- **Requirements**
Format the rows below as a Markdown table, using only the part that opens with the line containing "Task: point out each instance of the podium" and closes with the line containing "Task: point out each instance of the flag", both lines included. Give each line its own table row under two columns, "No." for its number and "Line" for its text, and leave out any blank lines.

- **Task data**
======

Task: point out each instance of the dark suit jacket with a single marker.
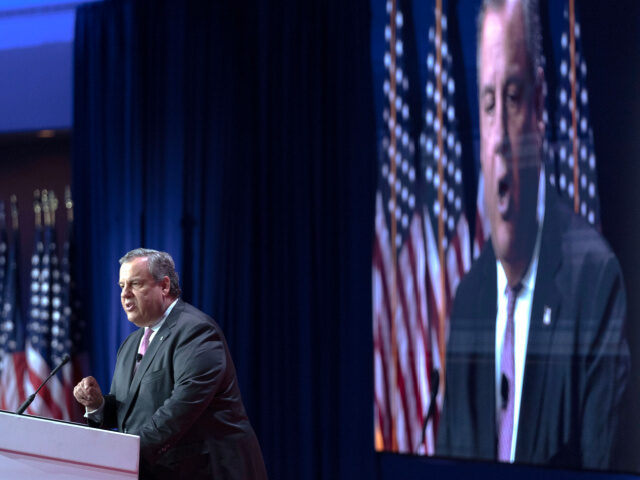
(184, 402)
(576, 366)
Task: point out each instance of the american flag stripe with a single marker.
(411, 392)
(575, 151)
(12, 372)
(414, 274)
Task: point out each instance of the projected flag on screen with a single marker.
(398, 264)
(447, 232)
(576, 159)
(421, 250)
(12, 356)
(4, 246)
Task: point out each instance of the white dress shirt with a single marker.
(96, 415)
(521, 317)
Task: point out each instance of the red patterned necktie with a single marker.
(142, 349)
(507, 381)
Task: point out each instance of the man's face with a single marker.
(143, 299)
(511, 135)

======

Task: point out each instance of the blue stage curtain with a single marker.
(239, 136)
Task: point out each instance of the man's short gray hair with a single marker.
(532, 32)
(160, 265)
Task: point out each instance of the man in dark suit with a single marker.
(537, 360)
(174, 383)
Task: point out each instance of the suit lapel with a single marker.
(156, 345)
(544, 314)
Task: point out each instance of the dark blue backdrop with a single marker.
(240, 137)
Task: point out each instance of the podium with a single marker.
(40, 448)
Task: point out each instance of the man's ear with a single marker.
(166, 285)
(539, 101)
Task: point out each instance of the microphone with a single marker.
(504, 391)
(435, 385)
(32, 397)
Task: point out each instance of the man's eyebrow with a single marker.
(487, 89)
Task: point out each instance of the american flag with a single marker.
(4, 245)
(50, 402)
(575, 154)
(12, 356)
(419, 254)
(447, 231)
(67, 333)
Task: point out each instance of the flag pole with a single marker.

======

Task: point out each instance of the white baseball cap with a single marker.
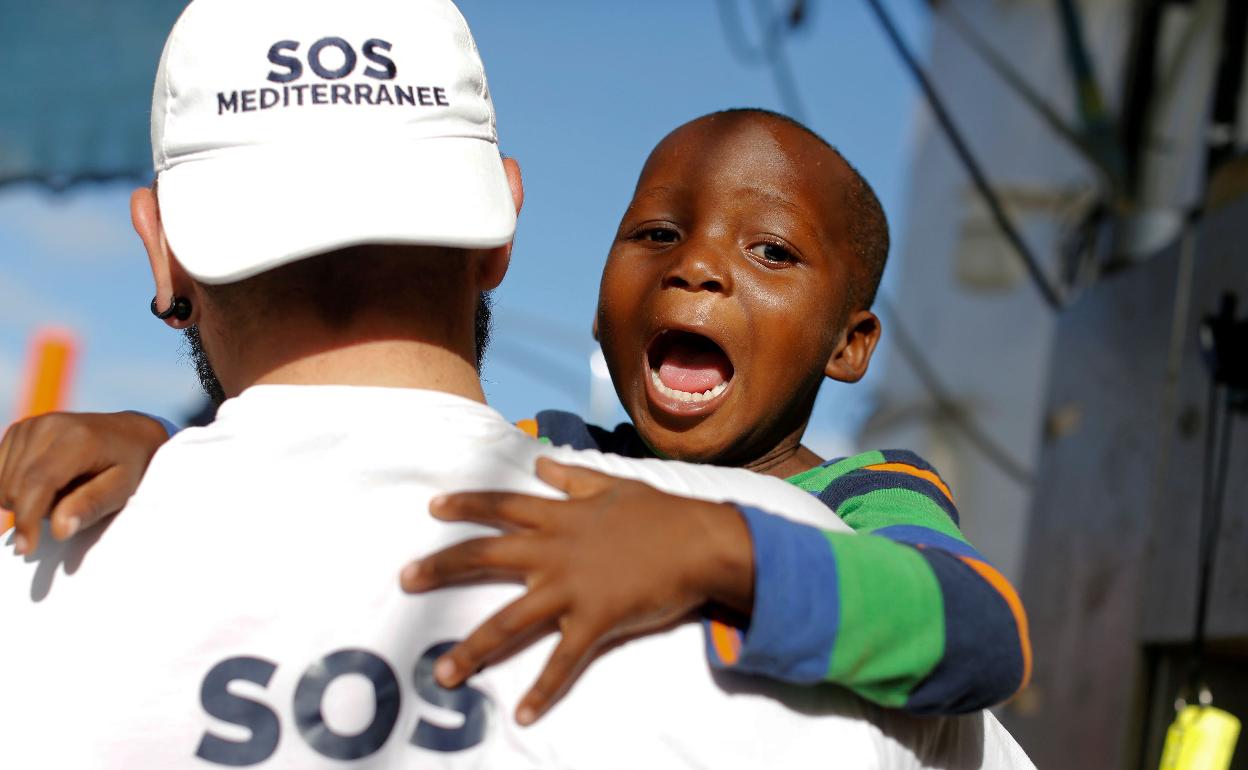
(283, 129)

======

- **Solution to the problem**
| No. | Line |
|---|---|
| 1 | Task: point out each instance of the podium with a single marker. |
| 2 | (40, 448) |
| 3 | Task: point out each instance of the man's ear with a single marker. |
| 4 | (166, 285) |
| 5 | (539, 101) |
| 6 | Task: point out each instance of the microphone with a single marker. |
| 7 | (504, 391) |
| 8 | (435, 385) |
| 9 | (32, 397) |
| 10 | Task: point out each instance of the man's eyebrow with a single marker. |
| 11 | (487, 89) |
| 12 | Task: point out each instance of the american flag with a single marker. |
| 13 | (4, 245) |
| 14 | (50, 402) |
| 15 | (575, 154) |
| 16 | (12, 356) |
| 17 | (419, 254) |
| 18 | (447, 231) |
| 19 | (67, 333) |
| 20 | Task: point out each instance of the flag pole with a single marker. |